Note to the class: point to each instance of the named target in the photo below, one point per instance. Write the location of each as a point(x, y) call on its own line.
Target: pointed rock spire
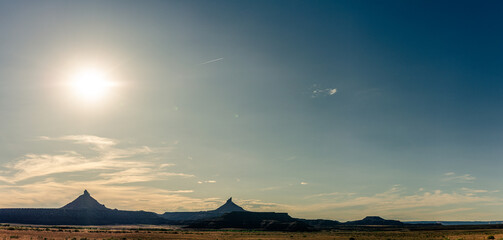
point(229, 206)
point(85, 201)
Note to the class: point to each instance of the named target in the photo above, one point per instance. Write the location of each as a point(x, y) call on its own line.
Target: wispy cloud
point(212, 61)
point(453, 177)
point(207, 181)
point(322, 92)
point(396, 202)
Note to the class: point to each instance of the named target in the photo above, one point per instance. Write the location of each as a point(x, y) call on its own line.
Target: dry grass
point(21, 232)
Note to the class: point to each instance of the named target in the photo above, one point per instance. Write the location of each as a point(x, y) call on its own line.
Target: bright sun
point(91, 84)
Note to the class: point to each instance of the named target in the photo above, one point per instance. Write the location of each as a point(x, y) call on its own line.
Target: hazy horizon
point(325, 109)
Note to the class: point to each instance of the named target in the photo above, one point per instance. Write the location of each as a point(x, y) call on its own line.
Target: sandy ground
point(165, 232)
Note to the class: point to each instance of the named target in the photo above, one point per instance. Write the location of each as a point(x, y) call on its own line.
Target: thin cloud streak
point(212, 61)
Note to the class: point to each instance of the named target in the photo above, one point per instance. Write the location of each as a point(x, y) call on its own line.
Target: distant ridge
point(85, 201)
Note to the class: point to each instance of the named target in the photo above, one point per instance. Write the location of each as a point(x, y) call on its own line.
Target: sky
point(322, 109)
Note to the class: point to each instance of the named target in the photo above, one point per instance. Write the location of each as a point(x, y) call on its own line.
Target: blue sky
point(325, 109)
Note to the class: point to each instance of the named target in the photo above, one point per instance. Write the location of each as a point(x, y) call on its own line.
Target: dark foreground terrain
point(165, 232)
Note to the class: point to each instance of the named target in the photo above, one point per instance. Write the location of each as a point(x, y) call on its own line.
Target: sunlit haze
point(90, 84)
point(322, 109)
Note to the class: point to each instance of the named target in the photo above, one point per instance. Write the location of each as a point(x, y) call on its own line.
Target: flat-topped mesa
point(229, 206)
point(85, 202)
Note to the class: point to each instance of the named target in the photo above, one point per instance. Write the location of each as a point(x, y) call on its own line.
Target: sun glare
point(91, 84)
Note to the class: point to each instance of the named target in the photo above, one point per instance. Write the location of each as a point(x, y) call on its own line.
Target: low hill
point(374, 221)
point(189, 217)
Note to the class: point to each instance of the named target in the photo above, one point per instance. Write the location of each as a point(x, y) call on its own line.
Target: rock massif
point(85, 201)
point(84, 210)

※

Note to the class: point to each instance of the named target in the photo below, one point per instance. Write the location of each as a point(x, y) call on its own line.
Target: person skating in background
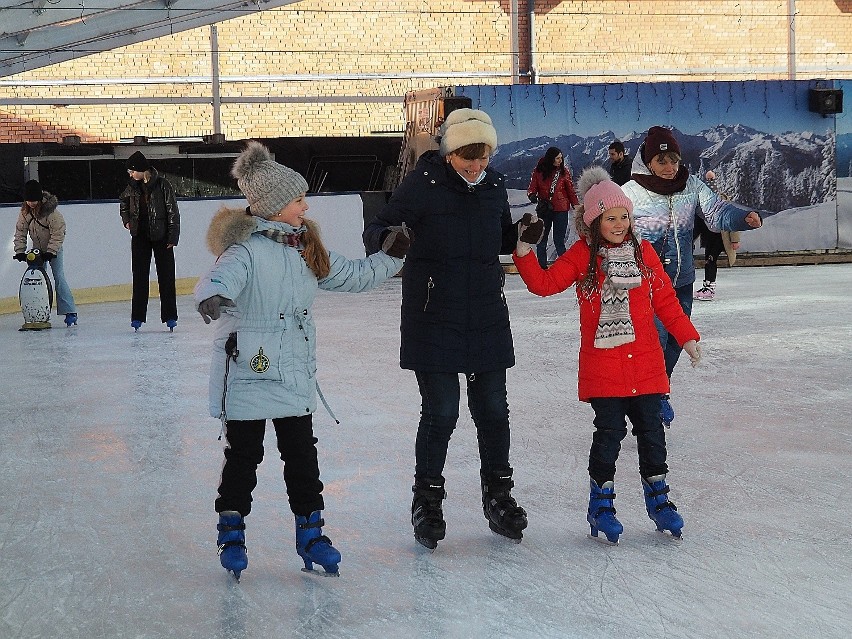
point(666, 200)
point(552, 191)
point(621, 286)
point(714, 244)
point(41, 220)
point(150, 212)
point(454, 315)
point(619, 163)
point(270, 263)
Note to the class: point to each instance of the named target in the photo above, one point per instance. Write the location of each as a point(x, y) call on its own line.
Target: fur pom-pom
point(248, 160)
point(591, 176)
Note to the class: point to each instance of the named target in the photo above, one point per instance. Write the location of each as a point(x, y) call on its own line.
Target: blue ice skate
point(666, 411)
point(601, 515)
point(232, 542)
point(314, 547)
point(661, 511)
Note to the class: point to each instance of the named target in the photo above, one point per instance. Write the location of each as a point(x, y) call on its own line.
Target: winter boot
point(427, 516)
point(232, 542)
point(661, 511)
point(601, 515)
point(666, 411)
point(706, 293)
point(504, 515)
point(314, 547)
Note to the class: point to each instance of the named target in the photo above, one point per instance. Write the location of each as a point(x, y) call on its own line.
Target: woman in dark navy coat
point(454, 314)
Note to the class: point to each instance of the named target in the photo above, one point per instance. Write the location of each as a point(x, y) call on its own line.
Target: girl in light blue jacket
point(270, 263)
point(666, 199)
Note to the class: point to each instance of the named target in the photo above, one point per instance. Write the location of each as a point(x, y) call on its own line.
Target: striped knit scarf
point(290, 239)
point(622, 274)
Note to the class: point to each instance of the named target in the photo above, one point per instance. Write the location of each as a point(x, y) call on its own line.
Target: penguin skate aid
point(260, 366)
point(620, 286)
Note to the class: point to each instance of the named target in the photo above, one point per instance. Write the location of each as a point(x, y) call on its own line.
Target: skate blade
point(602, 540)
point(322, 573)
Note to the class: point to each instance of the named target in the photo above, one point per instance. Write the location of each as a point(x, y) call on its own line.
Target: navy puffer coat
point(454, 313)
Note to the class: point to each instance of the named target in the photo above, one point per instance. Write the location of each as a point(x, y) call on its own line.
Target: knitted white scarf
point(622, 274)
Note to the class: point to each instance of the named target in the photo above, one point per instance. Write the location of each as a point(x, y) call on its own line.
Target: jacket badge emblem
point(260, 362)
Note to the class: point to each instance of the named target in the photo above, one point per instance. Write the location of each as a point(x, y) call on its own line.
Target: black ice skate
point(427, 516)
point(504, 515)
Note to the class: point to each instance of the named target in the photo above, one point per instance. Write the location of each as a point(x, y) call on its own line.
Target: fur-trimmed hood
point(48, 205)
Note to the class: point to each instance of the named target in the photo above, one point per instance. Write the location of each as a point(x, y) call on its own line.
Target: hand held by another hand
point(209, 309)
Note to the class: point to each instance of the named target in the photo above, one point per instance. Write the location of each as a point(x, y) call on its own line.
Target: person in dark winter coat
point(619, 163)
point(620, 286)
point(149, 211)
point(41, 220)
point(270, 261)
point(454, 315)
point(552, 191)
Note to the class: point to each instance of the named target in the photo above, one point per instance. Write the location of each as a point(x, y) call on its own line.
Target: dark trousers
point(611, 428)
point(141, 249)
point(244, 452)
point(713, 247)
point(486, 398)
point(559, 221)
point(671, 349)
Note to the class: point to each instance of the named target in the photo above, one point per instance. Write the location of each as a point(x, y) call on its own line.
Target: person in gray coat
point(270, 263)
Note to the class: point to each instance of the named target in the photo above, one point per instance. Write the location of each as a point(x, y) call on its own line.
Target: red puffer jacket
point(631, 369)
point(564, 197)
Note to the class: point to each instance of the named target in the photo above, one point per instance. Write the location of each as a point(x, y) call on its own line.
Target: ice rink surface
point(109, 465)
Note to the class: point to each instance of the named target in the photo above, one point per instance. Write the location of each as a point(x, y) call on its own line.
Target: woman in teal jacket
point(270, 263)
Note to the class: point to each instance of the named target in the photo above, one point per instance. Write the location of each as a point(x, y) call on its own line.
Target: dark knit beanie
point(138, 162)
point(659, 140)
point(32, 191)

※

> [Request]
Find every line in the rows above that contains the word "blue" and copy each of those lines.

> [Exercise result]
Target: blue sky
Target: blue ice skate
Target: girl in light blue jacket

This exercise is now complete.